■ **Source passage**
* * *

The lawsuit filed in December in US District Court for Northern California sought Berenson’s reinstatement to Twitter and unspecified monetary damages over his permanent ban

Berenson was banned from Twitter over this tweet about Covid vaccines

‘Mr. Berenson’s claim that the COVID-19 vaccines do not ‘stop infection’ or ‘transmission’ of COVID-19 was true at the time and is true now,’ his attorneys said in his 2021 lawsuit.

Since being banned Berenson has gone on to author the bestseller Pandemia

‘It is undisputed that vaccinated persons can contract and spread COVID-19,’ the lawsuit adds, noting that Dr. Anthony Fauci himself has stated in published interviews that vaccinated people can be infected.

However, the crux of the lawsuit did not rest on whether Berenson’s criticism of vaccines was objectively true or not. 

The detailed 70-page complaint alleged that Twitter is legally a ‘common carrier,’ similar to a railroad or a telegram, which is required under California and federal law to provide service to all comers.

‘Twitter’s role in public debate in the twenty-first century resembles that of the telegraph in the nineteenth,’ the lawsuit argued. 

Berenson’s attorneys also argued that he had ‘a uniquely viable claim that Twitter acted on behalf of the federal government in censoring and barring him from to its platform.’   

The complaint argued that his Twitter ban came only days after high officials including President Joe Biden called for a crackdown on pandemic misinformation on social media, and that the company was responding to government pressure in banning him.

Pictured: a screenshot of Berenson’s suspended Twitter account. The social media platform permanently banned the former New York Times journalist for his tweets in August 2021

The suit claimed violation of the First Amendment, false advertising, and violation of California common carrier law, among other complaints.

Following his Twitter ban, Berenson was still able to publish his opinion and reporting on the platform Substack. He has also released a book entitled Pandemia, which reached the bestsellers list.

* * *

■ **Input data**

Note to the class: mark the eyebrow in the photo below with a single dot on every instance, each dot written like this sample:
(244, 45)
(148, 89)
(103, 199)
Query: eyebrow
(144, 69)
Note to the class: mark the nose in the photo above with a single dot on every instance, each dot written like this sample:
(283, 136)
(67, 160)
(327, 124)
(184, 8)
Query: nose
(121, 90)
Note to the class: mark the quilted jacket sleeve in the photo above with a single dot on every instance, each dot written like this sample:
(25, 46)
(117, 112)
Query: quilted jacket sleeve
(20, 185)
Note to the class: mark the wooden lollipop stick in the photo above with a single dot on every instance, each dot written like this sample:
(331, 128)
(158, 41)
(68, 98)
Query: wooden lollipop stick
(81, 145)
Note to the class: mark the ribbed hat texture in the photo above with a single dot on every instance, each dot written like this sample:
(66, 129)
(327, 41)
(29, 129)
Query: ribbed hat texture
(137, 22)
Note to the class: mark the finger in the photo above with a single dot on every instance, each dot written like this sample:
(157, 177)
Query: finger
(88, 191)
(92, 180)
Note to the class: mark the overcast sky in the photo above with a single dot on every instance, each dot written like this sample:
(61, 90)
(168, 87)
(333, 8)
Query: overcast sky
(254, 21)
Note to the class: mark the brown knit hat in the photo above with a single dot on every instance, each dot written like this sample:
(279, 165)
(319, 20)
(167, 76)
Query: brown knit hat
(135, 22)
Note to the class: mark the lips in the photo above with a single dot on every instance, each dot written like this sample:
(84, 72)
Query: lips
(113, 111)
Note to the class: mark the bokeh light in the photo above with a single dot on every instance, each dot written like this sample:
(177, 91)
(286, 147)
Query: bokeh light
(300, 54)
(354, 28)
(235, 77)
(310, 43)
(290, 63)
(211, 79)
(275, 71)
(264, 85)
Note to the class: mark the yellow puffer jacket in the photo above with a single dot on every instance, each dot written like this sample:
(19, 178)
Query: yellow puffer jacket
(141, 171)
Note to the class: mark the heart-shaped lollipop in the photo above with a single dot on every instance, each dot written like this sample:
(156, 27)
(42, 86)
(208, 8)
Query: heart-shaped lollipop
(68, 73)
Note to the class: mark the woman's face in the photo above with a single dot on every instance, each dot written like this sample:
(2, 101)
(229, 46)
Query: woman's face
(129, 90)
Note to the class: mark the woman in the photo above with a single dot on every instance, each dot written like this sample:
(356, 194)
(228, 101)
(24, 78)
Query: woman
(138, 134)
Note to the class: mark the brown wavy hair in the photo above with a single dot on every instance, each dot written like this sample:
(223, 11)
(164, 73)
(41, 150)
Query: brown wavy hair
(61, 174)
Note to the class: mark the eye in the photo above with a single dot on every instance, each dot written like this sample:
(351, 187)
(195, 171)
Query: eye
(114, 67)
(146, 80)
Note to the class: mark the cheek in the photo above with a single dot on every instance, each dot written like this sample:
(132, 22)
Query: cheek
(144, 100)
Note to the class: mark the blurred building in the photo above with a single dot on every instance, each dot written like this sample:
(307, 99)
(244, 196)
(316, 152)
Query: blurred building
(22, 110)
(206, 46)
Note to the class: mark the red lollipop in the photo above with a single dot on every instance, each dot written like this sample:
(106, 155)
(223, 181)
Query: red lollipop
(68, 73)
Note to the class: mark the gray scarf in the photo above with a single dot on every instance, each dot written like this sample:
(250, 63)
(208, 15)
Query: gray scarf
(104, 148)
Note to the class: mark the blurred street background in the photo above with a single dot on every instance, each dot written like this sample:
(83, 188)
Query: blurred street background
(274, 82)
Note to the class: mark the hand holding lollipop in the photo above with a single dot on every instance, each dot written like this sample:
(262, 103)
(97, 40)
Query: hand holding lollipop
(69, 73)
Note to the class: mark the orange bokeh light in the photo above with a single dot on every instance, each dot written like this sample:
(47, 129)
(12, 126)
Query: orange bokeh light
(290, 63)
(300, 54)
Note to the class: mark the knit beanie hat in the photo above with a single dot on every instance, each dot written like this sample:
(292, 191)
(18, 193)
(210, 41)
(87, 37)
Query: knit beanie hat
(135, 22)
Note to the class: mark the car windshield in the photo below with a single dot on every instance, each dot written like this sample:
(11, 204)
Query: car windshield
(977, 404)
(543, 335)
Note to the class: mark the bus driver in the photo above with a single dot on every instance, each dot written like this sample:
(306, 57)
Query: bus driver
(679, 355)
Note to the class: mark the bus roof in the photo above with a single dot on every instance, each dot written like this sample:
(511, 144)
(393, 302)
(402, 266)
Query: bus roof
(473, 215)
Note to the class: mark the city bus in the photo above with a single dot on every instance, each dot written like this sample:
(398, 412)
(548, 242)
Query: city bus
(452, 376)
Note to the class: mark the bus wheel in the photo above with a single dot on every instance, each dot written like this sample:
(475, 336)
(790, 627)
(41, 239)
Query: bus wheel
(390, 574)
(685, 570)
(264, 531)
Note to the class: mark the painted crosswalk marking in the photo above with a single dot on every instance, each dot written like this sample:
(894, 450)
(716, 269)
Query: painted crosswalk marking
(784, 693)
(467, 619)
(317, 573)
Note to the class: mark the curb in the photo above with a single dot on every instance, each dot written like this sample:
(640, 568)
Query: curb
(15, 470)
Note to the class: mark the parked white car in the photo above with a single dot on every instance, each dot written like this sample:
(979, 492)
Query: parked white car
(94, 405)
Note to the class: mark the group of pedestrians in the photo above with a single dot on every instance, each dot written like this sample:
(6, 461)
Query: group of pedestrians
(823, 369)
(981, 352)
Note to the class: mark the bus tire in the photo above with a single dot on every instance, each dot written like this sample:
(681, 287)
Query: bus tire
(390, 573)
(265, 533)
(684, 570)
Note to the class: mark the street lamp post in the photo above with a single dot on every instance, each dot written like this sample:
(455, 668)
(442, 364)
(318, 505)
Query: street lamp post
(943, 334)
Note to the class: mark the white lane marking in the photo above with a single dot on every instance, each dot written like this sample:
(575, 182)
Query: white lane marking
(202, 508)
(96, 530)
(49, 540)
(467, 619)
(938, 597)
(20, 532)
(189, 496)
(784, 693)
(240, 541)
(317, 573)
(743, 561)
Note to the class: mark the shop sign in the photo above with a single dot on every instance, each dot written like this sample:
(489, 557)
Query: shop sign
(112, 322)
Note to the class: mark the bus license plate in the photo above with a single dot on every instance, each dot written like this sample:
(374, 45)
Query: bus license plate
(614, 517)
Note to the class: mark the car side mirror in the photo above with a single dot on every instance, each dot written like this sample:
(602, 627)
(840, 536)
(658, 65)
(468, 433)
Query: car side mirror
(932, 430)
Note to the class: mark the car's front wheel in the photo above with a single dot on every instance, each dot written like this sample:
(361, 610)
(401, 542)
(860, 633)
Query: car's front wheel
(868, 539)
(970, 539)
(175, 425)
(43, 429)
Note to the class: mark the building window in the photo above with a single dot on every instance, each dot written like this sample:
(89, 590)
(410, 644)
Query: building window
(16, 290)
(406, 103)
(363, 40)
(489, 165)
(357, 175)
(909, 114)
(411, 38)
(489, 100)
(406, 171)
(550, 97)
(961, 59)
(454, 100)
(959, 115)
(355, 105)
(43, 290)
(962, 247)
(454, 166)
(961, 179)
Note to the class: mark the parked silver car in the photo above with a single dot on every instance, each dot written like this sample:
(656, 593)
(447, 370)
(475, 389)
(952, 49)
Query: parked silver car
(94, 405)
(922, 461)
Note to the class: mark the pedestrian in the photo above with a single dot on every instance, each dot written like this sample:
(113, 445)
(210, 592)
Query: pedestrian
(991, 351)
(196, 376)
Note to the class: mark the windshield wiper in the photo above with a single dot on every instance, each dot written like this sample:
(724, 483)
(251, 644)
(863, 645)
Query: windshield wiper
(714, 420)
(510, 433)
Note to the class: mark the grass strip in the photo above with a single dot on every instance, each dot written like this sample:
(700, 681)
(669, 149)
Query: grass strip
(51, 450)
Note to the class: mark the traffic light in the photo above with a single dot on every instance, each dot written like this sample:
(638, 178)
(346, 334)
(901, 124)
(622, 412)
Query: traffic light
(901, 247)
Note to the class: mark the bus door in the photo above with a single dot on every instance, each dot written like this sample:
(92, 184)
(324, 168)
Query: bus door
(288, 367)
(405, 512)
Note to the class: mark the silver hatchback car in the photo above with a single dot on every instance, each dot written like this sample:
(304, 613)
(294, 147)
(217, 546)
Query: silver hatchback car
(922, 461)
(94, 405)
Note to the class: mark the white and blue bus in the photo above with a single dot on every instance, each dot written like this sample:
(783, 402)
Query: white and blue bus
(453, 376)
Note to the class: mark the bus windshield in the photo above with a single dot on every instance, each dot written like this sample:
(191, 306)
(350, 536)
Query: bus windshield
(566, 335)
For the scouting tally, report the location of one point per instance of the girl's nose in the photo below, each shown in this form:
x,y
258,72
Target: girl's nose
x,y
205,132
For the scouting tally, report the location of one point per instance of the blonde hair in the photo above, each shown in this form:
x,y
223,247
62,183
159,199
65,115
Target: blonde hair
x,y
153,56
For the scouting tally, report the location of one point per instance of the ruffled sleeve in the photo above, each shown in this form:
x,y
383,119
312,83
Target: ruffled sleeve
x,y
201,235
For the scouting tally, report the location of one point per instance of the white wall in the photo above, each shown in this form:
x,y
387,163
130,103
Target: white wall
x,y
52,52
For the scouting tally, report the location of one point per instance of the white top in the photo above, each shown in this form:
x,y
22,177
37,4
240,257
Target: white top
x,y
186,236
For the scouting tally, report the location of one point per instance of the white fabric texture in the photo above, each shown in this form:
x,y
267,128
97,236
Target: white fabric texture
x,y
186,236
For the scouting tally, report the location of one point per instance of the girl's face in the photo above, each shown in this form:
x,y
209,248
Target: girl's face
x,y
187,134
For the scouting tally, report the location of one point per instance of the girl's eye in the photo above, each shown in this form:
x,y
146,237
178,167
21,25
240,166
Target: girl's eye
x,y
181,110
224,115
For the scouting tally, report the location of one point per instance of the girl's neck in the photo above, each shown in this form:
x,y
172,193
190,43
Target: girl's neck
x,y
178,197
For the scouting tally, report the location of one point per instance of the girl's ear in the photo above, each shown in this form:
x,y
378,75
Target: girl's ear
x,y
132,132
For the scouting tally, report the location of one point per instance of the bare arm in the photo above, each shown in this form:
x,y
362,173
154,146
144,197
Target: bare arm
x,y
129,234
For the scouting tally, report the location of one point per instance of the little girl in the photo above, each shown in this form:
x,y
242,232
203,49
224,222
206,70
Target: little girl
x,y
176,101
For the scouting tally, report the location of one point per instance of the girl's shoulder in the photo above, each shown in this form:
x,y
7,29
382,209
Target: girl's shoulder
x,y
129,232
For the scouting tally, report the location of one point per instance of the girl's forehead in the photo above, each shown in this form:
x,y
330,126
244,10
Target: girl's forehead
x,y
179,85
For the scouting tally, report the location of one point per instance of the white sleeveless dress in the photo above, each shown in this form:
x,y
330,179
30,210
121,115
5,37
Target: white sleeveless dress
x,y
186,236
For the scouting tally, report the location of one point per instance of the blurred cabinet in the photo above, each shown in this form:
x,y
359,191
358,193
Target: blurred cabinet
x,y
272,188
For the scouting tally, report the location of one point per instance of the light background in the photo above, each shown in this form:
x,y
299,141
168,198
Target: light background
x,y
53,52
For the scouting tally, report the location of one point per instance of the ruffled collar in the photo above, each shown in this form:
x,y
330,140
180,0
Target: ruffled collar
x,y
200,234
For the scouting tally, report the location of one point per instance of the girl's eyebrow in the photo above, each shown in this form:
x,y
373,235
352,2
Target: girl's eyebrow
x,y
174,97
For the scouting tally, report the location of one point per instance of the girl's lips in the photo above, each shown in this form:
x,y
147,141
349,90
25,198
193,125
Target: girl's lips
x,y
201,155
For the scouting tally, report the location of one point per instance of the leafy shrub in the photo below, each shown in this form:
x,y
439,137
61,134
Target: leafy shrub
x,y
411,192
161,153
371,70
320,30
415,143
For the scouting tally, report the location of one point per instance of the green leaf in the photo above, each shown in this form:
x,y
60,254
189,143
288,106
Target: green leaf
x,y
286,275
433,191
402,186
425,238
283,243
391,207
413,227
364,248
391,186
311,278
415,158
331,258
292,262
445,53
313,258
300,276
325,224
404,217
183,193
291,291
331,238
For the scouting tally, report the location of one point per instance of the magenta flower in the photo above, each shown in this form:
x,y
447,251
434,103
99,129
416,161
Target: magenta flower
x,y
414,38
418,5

* * *

■ **Problem requirements**
List every person mentioned by name in the passage about Berenson's lawsuit against Twitter.

■ **Exercise solution**
- Berenson
- Dr. Anthony Fauci
- President Joe Biden